(AIM): Find every line in the entries below that contains the string "wall" and copy those lines. Uppercase and lowercase letters count as different.

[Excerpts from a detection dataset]
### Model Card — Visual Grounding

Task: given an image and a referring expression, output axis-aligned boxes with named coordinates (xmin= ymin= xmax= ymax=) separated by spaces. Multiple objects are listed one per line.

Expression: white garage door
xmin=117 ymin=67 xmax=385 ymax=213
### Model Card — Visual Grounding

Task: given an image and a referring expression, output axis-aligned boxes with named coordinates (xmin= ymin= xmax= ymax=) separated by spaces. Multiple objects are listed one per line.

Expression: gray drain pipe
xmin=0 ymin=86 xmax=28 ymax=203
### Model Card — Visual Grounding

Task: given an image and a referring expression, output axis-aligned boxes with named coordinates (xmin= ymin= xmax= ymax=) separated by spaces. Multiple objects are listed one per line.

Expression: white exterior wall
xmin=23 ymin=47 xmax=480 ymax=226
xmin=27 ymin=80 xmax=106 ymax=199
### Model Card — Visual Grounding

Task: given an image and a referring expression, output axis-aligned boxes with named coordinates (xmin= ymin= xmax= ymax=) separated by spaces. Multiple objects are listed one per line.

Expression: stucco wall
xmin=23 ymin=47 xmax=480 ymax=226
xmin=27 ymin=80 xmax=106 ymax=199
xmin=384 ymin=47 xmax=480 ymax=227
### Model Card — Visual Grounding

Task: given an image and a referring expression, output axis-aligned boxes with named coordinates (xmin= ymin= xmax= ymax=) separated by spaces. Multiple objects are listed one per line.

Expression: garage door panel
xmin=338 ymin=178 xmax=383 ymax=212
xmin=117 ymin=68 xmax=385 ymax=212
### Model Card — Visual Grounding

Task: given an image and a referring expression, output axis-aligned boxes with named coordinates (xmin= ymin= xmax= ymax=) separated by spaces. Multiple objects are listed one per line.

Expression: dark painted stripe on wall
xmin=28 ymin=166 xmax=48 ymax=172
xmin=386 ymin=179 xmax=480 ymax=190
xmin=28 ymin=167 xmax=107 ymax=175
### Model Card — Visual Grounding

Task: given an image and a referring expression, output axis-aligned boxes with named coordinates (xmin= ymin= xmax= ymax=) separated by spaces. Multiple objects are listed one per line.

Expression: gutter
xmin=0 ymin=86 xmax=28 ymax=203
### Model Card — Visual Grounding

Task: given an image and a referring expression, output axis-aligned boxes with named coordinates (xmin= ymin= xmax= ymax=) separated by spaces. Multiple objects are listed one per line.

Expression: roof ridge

(SOLUTION FOR THIS TASK):
Expression: white exterior wall
Expression: stucco wall
Expression: dark painted stripe on wall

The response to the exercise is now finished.